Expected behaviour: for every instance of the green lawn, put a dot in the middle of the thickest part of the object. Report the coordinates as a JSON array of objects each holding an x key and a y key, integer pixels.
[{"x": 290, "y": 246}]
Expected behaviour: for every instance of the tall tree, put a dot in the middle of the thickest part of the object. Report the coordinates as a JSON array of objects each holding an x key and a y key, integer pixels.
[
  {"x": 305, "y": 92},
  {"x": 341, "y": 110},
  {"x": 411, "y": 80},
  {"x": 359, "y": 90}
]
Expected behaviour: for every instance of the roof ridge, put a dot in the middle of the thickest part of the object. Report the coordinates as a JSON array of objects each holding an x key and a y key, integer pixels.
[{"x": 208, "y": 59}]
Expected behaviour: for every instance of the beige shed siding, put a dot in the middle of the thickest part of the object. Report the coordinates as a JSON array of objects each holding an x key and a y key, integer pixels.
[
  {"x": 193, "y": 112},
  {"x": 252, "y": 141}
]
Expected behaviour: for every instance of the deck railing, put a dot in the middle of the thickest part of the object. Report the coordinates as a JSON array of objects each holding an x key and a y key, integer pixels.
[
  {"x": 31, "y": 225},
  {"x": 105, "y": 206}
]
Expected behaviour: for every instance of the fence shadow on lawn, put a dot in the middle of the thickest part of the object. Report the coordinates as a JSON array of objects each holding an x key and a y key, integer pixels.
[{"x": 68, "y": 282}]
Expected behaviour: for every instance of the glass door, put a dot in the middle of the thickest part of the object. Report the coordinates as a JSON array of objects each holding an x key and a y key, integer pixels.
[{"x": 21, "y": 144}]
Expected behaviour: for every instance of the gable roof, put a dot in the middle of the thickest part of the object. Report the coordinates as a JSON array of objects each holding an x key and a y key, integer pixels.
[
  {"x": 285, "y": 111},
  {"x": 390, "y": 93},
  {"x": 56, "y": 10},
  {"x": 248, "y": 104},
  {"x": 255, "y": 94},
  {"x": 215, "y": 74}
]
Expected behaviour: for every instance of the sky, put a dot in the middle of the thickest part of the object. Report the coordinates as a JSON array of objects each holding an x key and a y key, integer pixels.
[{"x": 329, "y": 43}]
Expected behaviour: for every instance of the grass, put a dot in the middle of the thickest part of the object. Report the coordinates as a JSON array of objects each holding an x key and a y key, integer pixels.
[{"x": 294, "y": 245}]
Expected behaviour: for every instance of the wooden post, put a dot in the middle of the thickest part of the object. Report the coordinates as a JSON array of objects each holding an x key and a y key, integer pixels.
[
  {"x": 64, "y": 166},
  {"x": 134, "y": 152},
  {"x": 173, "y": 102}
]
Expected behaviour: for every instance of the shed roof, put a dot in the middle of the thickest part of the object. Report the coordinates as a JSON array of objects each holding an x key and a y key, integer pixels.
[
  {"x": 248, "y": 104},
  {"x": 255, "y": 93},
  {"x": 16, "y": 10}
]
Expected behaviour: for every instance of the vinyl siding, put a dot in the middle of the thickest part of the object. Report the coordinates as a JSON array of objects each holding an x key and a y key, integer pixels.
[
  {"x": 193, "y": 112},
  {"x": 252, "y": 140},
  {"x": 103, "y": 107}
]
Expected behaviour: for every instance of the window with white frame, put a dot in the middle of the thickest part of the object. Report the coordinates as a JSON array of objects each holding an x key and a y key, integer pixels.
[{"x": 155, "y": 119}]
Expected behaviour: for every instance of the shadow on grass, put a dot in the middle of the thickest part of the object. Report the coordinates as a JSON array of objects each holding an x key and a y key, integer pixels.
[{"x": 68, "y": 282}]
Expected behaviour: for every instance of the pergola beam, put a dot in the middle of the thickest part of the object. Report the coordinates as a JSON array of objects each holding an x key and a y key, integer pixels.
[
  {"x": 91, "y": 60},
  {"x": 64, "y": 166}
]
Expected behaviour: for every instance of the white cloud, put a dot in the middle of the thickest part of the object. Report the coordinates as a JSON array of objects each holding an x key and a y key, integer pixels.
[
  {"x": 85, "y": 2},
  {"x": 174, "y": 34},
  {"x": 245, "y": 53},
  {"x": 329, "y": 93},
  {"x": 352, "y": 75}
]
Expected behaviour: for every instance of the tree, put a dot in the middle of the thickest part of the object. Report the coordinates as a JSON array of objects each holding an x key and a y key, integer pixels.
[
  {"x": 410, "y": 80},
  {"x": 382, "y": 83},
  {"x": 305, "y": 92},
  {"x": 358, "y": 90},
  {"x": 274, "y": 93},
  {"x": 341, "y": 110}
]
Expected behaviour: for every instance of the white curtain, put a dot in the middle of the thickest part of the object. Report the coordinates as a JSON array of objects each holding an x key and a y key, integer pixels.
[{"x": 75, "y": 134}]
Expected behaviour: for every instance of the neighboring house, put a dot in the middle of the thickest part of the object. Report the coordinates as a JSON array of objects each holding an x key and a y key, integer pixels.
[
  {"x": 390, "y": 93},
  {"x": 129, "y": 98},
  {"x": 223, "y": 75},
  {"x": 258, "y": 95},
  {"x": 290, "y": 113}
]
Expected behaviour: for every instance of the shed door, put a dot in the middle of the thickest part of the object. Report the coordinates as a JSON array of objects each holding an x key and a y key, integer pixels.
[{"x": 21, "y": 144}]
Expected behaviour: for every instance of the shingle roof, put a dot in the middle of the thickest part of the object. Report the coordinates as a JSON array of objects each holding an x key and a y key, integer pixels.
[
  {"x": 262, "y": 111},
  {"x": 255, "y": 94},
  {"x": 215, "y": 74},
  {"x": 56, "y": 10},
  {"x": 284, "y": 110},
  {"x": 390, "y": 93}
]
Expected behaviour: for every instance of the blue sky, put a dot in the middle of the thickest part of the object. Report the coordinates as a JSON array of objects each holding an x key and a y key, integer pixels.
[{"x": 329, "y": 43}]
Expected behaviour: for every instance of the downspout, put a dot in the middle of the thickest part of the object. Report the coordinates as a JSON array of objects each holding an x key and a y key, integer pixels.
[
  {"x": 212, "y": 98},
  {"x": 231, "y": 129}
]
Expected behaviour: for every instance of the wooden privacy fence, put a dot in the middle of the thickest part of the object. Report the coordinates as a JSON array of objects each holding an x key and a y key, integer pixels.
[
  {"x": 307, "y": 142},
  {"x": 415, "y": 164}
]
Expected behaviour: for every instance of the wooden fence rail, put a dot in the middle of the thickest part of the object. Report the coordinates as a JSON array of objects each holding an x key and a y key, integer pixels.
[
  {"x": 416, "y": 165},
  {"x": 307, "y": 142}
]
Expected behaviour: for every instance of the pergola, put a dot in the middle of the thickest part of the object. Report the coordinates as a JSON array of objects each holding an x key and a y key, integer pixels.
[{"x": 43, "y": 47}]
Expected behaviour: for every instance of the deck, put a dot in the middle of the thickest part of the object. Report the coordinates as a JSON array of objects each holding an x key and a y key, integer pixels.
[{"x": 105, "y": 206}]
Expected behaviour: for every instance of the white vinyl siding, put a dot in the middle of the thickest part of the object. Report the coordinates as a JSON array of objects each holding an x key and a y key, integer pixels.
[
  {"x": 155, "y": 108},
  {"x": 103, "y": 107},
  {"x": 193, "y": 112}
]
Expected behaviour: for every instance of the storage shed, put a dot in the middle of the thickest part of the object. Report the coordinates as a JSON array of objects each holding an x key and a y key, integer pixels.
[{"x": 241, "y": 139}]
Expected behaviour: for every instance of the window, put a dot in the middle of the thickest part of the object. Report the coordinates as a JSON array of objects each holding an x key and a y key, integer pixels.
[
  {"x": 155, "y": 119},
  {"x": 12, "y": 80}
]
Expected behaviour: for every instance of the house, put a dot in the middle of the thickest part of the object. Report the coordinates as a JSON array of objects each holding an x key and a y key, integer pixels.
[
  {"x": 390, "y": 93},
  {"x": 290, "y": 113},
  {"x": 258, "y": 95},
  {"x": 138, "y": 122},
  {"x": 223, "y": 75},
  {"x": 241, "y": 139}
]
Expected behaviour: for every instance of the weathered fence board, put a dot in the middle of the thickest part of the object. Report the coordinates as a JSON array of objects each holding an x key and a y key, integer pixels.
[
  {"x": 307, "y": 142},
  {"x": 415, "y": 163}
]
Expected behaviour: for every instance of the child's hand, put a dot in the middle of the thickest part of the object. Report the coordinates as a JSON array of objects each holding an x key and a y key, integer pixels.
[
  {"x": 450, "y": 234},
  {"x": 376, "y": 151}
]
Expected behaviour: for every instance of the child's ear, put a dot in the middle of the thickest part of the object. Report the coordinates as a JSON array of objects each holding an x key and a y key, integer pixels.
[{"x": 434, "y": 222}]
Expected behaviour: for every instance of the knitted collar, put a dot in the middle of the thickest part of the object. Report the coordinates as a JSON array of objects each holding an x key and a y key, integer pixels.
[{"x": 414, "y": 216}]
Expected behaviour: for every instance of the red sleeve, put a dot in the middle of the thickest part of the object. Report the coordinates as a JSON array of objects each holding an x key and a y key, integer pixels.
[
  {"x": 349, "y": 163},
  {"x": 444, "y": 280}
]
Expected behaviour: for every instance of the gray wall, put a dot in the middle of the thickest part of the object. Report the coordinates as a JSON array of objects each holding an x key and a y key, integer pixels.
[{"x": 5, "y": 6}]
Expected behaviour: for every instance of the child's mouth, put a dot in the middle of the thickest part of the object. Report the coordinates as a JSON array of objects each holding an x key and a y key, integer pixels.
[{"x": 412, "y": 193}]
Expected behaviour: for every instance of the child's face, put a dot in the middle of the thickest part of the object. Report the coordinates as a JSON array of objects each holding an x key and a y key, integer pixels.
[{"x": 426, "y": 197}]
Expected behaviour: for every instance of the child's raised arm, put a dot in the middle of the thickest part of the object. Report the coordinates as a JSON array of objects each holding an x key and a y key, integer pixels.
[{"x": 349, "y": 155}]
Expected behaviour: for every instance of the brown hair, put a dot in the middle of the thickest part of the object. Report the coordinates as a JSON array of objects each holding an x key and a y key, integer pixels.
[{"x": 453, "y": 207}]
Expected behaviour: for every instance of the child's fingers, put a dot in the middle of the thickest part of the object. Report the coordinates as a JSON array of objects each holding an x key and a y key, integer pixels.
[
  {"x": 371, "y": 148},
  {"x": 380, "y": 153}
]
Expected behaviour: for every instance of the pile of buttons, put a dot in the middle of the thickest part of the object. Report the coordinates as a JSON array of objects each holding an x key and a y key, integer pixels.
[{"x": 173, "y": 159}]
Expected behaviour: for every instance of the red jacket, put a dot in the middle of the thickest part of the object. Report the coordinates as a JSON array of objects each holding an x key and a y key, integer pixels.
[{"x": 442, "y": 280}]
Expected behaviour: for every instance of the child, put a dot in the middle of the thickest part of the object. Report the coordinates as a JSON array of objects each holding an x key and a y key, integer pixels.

[How to complete this task]
Starting with the line that contains "Expected behaviour: for every instance of the child's raised", output every line through the end of the listing above, unchanged.

[Response to the task]
Expected behaviour: for every instance of the child's raised arm, put a dot in the middle of the thickest part of the object. Report the coordinates as a JSON array of objects each holding an x key and a y key, integer pixels.
[{"x": 349, "y": 155}]
Expected behaviour: for every instance of the brown hair, put a dot in the middle of the thickest part of the object. Report the coordinates as a JSON array of objects each holding an x key and a y key, integer pixels.
[{"x": 453, "y": 207}]
Expected behaviour: for every instance of the child's fingers, put a dot in the middle of the thickest part of the object. Report the coordinates as a JSON array of objects each holding an x key and a y key, integer pixels.
[
  {"x": 371, "y": 148},
  {"x": 380, "y": 153}
]
Expected behaviour: for every instance of the pile of buttons, put a dot in the middle of the thickest part of the object. Report the coordinates as a JSON array of objects each holding an x key and a y key, integer pixels.
[{"x": 173, "y": 159}]
Expected behaviour: for every instance of the red jacket, put a dot in the middle of the thickest part of the object. Report the coordinates as a JSON array of objects each holding an x key and a y key, integer pixels.
[{"x": 442, "y": 280}]
Expected behaviour: for every instance of the child, put a dot in the middle of the thickest part of the object. Report the coordinates as a JSON array of objects each holding an x key and a y key, integer pixels.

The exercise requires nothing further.